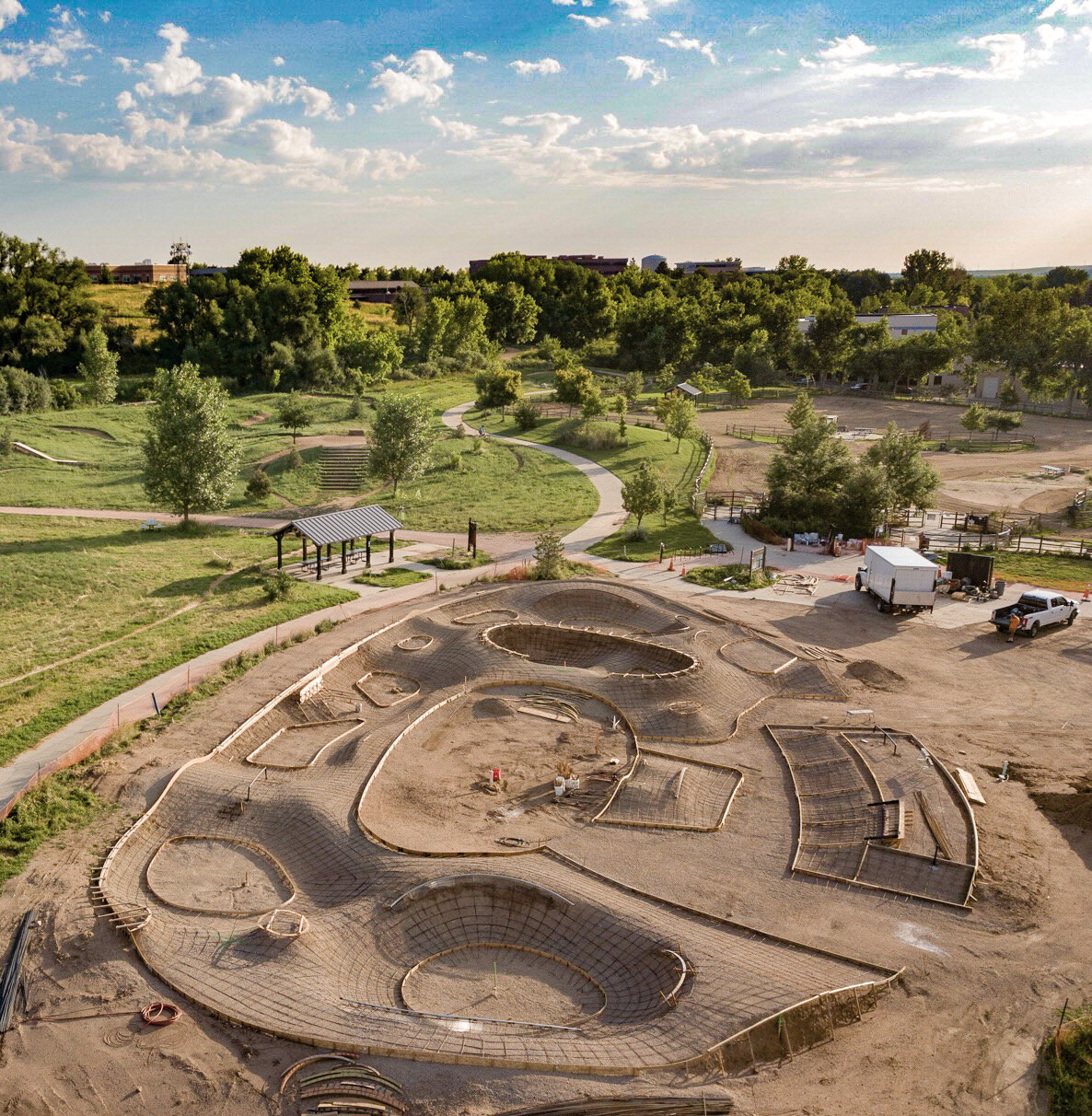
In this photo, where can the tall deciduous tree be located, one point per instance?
---
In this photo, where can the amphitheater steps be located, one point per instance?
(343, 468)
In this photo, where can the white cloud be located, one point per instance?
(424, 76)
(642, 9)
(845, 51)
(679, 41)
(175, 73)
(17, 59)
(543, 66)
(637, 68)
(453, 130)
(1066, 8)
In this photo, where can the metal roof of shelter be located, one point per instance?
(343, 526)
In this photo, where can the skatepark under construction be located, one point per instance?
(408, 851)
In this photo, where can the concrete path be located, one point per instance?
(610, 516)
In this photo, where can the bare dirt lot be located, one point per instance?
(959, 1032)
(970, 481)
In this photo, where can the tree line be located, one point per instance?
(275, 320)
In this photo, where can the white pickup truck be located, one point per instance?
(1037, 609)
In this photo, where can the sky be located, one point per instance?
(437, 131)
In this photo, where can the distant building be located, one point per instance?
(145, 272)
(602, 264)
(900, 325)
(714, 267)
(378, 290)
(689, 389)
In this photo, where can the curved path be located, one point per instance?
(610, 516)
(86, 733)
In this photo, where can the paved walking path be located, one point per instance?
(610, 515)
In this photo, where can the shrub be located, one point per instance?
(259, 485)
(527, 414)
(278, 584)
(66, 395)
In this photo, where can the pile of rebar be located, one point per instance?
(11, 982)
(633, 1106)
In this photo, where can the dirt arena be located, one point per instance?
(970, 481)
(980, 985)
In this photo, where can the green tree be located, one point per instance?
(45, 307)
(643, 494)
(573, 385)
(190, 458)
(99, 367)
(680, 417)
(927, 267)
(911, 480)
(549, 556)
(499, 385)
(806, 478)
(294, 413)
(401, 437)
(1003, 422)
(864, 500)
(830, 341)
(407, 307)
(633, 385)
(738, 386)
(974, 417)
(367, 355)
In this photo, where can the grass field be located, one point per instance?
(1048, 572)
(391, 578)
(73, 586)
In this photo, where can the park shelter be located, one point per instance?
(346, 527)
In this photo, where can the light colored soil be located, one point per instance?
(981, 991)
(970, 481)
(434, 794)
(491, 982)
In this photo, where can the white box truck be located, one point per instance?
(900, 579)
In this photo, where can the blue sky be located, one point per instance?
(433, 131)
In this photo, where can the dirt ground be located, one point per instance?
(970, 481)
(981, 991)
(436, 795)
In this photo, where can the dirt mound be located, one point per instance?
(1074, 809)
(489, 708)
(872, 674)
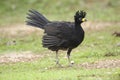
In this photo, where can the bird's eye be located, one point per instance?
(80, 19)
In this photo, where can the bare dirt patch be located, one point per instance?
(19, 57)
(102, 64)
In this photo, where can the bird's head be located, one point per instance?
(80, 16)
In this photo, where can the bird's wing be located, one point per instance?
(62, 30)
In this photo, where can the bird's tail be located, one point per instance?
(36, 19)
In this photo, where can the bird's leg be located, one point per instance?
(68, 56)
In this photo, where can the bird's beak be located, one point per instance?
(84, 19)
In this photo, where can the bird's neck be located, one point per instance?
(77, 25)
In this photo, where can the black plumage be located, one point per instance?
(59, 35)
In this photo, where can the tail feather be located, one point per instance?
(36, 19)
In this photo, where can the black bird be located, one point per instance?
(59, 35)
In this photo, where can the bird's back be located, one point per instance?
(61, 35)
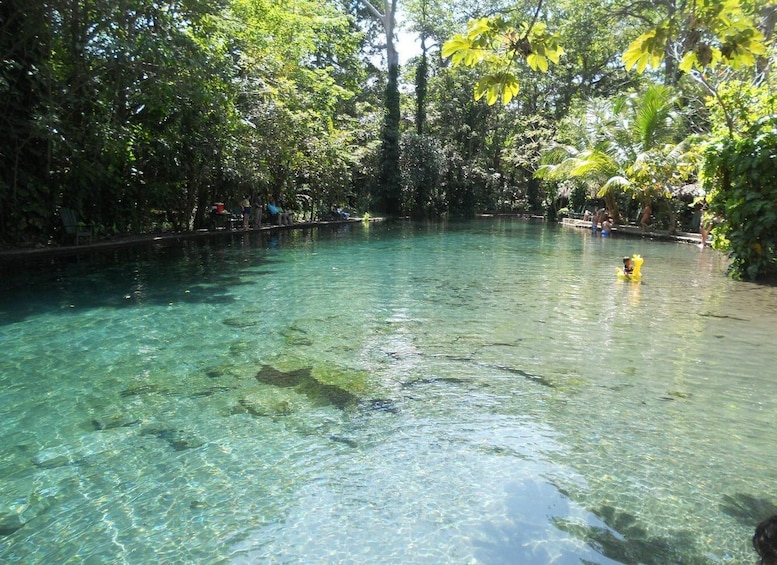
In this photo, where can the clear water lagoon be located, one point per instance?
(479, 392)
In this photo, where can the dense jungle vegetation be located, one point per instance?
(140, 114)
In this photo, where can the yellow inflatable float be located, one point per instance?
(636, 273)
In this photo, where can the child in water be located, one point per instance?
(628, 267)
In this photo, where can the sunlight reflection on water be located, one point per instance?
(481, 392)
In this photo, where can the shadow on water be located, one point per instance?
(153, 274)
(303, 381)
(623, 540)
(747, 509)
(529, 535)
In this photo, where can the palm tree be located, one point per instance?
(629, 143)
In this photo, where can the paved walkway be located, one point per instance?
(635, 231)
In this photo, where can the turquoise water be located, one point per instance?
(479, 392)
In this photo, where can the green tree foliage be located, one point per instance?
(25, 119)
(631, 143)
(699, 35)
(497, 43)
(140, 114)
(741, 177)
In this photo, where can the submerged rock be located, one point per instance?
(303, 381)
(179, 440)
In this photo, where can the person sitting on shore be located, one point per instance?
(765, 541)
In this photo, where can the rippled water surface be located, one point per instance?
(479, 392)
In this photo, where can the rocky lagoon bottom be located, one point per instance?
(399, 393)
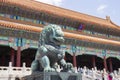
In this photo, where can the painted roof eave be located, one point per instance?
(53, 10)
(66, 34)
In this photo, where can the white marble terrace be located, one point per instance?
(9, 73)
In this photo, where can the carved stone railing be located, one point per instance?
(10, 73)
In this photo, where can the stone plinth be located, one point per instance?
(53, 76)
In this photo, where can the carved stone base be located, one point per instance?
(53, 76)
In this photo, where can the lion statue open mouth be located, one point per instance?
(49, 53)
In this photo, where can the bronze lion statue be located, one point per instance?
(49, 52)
==
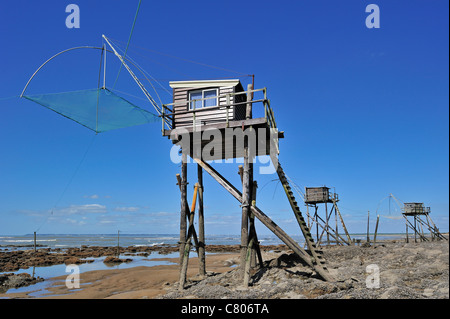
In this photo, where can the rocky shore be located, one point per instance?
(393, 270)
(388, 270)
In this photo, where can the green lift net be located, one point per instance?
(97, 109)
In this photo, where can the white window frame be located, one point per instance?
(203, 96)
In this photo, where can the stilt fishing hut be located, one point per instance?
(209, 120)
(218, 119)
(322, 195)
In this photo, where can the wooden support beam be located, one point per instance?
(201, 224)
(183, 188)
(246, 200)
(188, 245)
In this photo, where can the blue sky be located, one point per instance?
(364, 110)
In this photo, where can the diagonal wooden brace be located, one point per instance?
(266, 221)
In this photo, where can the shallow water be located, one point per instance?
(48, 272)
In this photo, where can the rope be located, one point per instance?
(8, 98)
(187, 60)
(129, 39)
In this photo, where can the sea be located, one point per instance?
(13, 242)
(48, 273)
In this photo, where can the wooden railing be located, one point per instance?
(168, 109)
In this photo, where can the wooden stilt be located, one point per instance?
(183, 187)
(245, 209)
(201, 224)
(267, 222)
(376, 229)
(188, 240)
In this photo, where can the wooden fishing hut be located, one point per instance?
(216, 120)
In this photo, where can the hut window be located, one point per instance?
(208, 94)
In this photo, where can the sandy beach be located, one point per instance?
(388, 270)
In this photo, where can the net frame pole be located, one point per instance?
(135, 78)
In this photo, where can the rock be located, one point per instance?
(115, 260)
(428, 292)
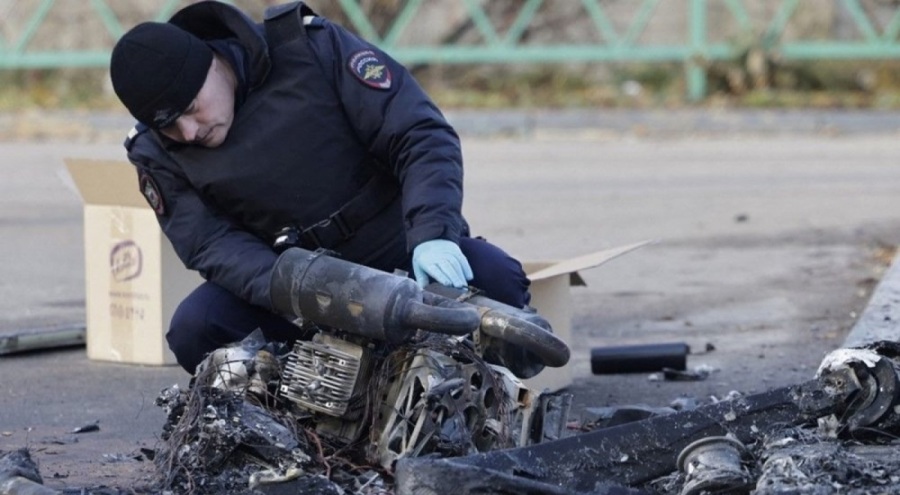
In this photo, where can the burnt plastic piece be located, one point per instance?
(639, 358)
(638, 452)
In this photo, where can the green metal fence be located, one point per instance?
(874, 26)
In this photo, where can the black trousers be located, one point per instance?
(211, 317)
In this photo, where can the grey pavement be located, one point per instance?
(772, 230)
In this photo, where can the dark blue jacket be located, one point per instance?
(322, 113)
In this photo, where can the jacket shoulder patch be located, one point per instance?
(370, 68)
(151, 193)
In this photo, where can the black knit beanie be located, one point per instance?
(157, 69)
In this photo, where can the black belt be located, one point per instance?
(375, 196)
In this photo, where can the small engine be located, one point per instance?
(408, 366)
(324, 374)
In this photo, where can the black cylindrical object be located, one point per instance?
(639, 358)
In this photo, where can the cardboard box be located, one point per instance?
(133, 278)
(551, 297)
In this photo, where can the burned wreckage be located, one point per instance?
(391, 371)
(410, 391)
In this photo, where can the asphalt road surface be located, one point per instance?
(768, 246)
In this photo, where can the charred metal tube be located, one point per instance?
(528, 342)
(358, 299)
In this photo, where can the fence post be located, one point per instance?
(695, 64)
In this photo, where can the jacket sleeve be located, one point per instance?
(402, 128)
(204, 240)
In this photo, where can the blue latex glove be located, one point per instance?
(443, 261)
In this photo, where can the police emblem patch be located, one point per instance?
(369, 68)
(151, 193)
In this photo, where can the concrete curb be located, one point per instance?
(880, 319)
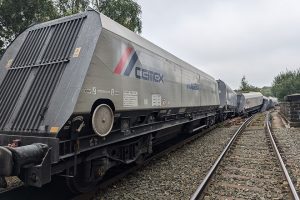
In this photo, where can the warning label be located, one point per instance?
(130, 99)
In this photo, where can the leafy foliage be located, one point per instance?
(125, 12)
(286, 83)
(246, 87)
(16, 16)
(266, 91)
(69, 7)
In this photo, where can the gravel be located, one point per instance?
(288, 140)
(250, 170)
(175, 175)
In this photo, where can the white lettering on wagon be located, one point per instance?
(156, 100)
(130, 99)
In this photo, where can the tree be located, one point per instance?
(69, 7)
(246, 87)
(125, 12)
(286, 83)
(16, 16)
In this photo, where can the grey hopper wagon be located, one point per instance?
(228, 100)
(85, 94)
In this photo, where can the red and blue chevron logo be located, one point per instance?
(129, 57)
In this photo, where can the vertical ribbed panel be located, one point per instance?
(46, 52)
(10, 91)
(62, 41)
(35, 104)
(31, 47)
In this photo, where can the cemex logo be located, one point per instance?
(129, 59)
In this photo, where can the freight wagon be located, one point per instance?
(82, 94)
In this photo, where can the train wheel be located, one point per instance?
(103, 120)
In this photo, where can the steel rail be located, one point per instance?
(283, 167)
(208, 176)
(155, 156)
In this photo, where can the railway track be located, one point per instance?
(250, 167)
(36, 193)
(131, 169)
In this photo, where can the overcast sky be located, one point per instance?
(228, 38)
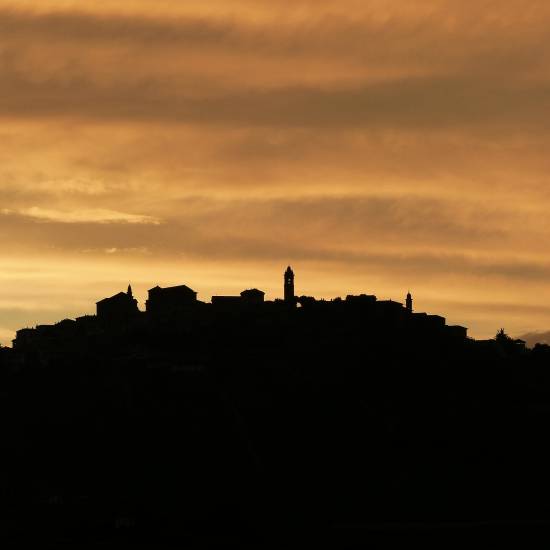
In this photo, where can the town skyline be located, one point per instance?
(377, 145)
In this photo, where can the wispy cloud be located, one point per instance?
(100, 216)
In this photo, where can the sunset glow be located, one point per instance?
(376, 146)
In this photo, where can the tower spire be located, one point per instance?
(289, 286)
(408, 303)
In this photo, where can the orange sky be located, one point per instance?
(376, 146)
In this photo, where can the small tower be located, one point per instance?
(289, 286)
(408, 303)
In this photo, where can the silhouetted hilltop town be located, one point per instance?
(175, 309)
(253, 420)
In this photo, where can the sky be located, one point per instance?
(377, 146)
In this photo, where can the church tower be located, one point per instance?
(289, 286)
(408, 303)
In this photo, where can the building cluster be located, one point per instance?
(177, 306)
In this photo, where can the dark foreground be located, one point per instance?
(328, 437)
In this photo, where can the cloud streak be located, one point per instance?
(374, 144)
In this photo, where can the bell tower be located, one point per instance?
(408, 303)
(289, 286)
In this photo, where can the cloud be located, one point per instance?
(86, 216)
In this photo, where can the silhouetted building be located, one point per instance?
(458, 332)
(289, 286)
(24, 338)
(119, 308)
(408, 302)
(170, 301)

GOAL ▸
Return every line of the records that contains the word "black", matching case exactly.

SOLUTION ▸
In this photo, where can the black plumage be located, one point per instance?
In this photo, where can the black bird be located, one point per instance?
In this photo, where can the black trousers be located, one point per instance?
In this photo, where can the black knit beanie be located, one point per instance?
In this photo, where can the black belt be located, one point per instance?
In this photo, where can the black cylindrical object be located, one point per instance?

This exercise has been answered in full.